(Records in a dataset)

■ ■ ■ ■ ■ ■ ■

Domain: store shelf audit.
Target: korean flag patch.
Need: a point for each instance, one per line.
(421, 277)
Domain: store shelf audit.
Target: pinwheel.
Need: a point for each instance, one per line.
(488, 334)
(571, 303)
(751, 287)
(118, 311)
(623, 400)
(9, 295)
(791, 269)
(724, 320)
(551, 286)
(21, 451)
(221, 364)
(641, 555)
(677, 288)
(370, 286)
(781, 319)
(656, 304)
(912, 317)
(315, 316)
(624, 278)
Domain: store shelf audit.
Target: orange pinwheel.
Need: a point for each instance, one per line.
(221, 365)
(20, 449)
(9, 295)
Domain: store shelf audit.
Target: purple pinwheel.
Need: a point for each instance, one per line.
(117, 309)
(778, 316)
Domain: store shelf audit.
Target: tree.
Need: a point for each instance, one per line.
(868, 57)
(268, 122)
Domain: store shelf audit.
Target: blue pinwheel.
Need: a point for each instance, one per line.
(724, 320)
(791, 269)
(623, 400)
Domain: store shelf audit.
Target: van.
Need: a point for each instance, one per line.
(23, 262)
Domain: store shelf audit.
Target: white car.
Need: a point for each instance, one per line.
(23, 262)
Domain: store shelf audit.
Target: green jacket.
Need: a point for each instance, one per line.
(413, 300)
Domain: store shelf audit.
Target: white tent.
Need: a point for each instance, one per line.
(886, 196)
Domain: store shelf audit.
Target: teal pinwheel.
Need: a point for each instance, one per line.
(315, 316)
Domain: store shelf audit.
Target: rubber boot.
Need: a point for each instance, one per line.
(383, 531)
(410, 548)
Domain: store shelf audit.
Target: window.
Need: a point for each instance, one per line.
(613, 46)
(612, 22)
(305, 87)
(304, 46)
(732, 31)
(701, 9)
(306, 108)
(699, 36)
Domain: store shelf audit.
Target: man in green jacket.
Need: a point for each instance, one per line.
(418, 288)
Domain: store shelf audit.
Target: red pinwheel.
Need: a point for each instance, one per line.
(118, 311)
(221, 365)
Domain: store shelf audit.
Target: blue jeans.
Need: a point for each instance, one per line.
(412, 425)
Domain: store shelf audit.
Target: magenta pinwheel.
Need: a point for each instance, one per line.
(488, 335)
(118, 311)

■ ■ ■ ■ ■ ■ ■

• [Written task] Turn every line of the data above into a JSON list of strings, one string per line, and omit any blank lines.

• [Solution to the problem]
[
  "Domain: store shelf audit.",
  "Target: korean flag patch.",
  "Need: a point for each instance, one per line.",
  "(421, 277)",
  "Domain: store shelf audit.",
  "Target: pinwheel.",
  "Need: a point for each instance, one per line.",
  "(488, 334)",
  "(571, 303)",
  "(751, 287)",
  "(118, 311)",
  "(623, 400)",
  "(9, 295)",
  "(791, 269)",
  "(724, 320)",
  "(551, 286)",
  "(21, 451)",
  "(221, 364)",
  "(641, 555)",
  "(677, 288)",
  "(370, 286)",
  "(781, 319)",
  "(656, 304)",
  "(912, 317)",
  "(315, 316)",
  "(624, 278)",
  "Domain: store shelf audit.",
  "Target: orange pinwheel.",
  "Need: a point for each instance, one per line.",
  "(221, 365)",
  "(20, 449)",
  "(9, 295)",
  "Domain: store shelf audit.",
  "Target: purple pinwheel.",
  "Need: a point for each instance, one per line.",
  "(117, 309)",
  "(778, 316)",
  "Domain: store shelf audit.",
  "Target: tree.",
  "Need: a point for each instance, one per line.",
  "(868, 57)",
  "(268, 122)",
  "Domain: store shelf audit.",
  "Target: blue pinwheel.",
  "Need: a point for each instance, one per line.",
  "(724, 320)",
  "(791, 269)",
  "(623, 400)",
  "Domain: store shelf audit.",
  "Target: van.",
  "Need: a point for each instance, one per line.",
  "(23, 262)",
  "Domain: store shelf audit.",
  "Target: white car.",
  "Need: a point for each instance, one per line.",
  "(23, 262)",
  "Domain: store shelf audit.",
  "Target: green jacket.",
  "Need: a point for each instance, one per line.",
  "(413, 300)",
  "Domain: store shelf audit.",
  "Target: white tent.",
  "Need: a point for each instance, one per line.",
  "(886, 196)",
  "Domain: store shelf audit.",
  "Target: teal pinwheel.",
  "Need: a point for each instance, one per line.",
  "(315, 316)",
  "Domain: store shelf audit.",
  "Target: rubber boot.",
  "Need: a point for each instance, one per line.",
  "(383, 531)",
  "(410, 548)",
  "Domain: store shelf audit.",
  "Target: window.",
  "Need: a point for each instance, one per line.",
  "(613, 46)",
  "(612, 22)",
  "(305, 87)",
  "(304, 46)",
  "(732, 31)",
  "(701, 9)",
  "(306, 108)",
  "(699, 36)",
  "Domain: store shelf audit.",
  "Target: man in green jacket.",
  "Need: a point for each instance, one per line.",
  "(418, 288)",
  "Domain: store shelf audit.",
  "Target: red pinwheel.",
  "Need: a point for each instance, one per line.",
  "(118, 311)",
  "(221, 365)",
  "Domain: store shelf audit.",
  "Target: blue jeans.",
  "Need: a point for each instance, one per line.",
  "(412, 425)",
  "Domain: store shelf audit.",
  "Target: magenta pinwheel.",
  "Need: a point for each instance, one per line.",
  "(488, 335)",
  "(118, 311)"
]